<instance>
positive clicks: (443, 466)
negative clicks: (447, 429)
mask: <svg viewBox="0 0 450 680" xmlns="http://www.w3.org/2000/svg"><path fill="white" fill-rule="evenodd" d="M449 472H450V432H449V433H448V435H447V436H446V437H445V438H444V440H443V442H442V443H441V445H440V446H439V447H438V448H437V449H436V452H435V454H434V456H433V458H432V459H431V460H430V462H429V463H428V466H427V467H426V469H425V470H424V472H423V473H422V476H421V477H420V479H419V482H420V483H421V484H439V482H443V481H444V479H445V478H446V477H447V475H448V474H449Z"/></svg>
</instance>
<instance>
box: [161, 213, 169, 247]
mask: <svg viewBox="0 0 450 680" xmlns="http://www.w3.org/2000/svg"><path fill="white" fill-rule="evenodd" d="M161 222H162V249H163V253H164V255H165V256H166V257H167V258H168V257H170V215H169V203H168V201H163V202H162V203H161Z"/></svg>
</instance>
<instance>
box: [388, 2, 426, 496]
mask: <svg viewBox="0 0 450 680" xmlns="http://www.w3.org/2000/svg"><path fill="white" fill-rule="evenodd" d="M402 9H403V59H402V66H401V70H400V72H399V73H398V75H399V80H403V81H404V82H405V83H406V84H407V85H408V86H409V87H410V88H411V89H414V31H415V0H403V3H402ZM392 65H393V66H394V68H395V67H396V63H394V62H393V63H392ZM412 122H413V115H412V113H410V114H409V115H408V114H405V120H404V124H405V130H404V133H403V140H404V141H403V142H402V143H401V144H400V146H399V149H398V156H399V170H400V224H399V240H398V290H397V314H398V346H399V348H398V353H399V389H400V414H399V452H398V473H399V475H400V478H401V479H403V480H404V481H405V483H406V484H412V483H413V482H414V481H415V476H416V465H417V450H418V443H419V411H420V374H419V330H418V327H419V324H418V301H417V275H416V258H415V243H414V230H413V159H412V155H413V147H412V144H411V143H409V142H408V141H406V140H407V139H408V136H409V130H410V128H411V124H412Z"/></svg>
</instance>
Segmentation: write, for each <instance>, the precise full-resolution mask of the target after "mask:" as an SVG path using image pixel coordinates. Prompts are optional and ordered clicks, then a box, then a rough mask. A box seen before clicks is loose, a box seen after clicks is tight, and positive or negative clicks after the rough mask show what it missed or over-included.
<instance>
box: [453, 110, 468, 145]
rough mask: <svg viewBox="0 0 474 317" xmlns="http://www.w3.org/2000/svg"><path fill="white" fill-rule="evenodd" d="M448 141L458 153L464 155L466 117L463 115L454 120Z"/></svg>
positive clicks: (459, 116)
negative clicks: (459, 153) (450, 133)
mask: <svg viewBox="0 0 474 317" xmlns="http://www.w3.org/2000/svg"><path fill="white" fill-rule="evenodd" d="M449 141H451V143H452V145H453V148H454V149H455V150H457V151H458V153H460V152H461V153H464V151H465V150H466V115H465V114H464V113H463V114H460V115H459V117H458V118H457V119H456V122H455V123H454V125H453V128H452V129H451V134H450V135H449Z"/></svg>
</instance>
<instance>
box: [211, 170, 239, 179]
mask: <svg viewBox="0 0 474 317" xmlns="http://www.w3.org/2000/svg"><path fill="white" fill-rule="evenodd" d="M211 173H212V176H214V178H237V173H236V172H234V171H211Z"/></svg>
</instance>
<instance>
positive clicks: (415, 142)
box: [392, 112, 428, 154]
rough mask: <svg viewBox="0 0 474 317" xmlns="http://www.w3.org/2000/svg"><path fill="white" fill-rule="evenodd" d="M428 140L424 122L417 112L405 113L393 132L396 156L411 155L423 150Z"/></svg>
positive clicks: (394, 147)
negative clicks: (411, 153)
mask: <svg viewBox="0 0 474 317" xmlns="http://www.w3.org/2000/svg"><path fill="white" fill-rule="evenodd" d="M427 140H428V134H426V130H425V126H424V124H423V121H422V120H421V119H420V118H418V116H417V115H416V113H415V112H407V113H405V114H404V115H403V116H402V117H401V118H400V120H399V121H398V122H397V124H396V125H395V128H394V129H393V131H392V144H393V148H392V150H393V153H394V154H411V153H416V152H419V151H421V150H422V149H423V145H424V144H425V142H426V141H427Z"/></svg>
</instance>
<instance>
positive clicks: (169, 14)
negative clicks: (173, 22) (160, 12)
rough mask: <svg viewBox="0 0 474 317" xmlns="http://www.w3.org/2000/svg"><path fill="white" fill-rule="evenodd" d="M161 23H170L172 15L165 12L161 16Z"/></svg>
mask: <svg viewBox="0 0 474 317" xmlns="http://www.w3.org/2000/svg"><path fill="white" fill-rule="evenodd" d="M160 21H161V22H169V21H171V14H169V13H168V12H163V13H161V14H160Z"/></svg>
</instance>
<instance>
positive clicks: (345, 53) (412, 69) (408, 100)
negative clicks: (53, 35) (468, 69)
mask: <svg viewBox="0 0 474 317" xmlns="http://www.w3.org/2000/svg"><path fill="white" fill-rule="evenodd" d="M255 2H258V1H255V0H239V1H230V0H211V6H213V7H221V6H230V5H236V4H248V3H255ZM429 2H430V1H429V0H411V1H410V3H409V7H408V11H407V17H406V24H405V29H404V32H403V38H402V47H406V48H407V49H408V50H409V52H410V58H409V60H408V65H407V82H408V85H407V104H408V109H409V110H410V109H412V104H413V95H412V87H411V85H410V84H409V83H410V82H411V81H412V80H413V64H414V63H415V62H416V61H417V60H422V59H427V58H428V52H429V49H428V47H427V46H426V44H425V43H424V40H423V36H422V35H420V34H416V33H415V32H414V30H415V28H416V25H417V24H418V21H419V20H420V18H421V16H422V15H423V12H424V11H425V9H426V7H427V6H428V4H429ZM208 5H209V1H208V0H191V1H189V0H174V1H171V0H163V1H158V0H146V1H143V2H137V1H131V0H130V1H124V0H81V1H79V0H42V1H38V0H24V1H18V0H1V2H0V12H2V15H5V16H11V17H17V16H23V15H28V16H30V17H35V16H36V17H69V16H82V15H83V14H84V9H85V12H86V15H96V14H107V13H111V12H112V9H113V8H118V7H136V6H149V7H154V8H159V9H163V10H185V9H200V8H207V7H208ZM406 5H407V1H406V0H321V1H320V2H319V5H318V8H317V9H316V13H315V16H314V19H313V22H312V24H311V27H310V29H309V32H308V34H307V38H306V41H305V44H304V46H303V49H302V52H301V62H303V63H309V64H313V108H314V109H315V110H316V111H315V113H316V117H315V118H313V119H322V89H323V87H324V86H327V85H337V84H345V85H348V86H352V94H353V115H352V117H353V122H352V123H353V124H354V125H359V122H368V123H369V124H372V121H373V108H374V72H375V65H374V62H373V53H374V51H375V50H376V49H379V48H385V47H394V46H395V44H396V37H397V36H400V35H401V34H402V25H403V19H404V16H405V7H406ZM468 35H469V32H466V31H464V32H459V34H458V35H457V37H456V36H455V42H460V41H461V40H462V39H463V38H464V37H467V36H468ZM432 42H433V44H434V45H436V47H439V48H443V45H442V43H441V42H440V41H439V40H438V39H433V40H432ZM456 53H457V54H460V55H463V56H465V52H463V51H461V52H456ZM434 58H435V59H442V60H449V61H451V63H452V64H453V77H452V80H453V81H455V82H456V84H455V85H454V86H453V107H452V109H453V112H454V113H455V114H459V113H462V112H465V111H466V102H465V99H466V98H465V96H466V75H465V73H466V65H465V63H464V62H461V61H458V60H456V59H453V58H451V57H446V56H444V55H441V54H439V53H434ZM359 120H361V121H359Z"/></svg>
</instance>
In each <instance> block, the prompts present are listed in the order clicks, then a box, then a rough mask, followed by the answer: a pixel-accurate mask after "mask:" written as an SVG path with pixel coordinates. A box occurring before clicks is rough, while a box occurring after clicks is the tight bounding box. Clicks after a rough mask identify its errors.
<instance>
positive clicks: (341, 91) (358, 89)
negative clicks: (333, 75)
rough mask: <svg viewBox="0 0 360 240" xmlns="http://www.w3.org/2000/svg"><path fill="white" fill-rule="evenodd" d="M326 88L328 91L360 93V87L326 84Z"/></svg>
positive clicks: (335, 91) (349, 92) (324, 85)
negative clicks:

◆ **Exercise goal**
Can you transcribe the material verbatim, from its first line up to and including the line with "negative clicks: (447, 429)"?

◆ **Worked solution**
<instance>
positive clicks: (443, 466)
negative clicks: (447, 429)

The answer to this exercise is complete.